| Source text |
------------------------------------------------------------

National

Sunday 8 February 2026

Rising water table threatens homes as rain turns biblical

It could take months for groundwater to dissipate after downpours, say experts, with more on the way

Rain has fallen in the UK for 39 days and 39 nights so far in 2026 but the downpours will not stop at 40, forecasters have warned. Substantial parts of England were at risk of flooding yesterday.

The Environment Agency has issued more than 80 flood warnings, mostly in south-west England and the Midlands, after February continued to deliver the above-average rainfall that blighted January.

The daily drip, drip, drip has created a more pernicious form of flooding than is caused by biblical downpours during stormy weather. Instead, the accumulation of water makes the earth so soggy that homes are at risk of groundwater flooding as the water table rises – a situation facing residents in parts of Dorset, Wiltshire and Berkshire.

The sheer volume of water means it could take months for the groundwater to dissipate, according to the British Geological Survey. This weekend’s horse racing was abandoned in Newcastle, Exeter, Uttoxeter, Sandown and Bangor, but Chelmsford was scheduled to go ahead.

The wet weather is due to the northern polar jet stream above the Atlantic having shifted southwards in recent days. The air current in the upper atmosphere is often fast-flowing as it travels from the US, but has been swirling more slowly over Europe. That creates unstable local weather conditions, driving rainclouds north to the UK. Meanwhile the jet stream's centre has eddied over Portugal, Spain and Morocco, battering them with Storm Leonardo.

Climate scientists monitor the world's four jet streams closely, and expect them to move towards the poles as the globe warms. It is possible the warming Arctic will disrupt the northern polar jet stream, or that it is affected by warmer patches of ocean in temperate regions.

------------------------------------------------------------

| Listed entries |
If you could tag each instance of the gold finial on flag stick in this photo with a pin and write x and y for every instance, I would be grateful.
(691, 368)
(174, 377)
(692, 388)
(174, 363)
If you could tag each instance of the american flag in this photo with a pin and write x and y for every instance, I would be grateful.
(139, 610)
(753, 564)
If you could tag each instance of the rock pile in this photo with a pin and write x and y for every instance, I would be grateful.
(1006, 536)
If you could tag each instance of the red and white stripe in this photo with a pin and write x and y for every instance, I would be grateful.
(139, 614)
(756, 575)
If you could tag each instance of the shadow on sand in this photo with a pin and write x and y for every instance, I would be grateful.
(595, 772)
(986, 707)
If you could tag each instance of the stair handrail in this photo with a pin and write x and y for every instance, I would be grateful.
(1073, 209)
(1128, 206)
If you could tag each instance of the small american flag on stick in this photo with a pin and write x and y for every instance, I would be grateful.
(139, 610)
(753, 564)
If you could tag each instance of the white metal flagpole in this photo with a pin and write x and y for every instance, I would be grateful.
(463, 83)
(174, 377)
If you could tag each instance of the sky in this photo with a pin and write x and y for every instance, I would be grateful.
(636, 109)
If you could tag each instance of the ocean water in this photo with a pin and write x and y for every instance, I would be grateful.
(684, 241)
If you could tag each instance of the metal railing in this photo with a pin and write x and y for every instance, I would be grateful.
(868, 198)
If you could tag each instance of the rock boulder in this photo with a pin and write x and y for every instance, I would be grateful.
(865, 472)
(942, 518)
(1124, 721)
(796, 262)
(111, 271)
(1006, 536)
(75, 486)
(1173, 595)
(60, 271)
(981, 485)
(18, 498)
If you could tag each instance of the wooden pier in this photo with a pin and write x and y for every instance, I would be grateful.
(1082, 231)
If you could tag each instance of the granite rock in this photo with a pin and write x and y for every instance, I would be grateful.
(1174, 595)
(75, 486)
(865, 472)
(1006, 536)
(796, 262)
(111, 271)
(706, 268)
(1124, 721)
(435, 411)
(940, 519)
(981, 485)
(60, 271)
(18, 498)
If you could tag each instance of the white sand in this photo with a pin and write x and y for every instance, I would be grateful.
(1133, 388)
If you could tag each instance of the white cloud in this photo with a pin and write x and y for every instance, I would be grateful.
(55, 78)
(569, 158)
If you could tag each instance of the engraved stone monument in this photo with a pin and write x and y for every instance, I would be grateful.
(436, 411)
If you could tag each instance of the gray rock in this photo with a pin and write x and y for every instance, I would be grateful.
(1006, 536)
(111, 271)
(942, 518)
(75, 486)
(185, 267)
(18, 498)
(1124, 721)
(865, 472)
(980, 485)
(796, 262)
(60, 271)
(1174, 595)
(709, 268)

------------------------------------------------------------

In the flooding article, which organization says it could take months for the groundwater to dissipate?

The British Geological Survey.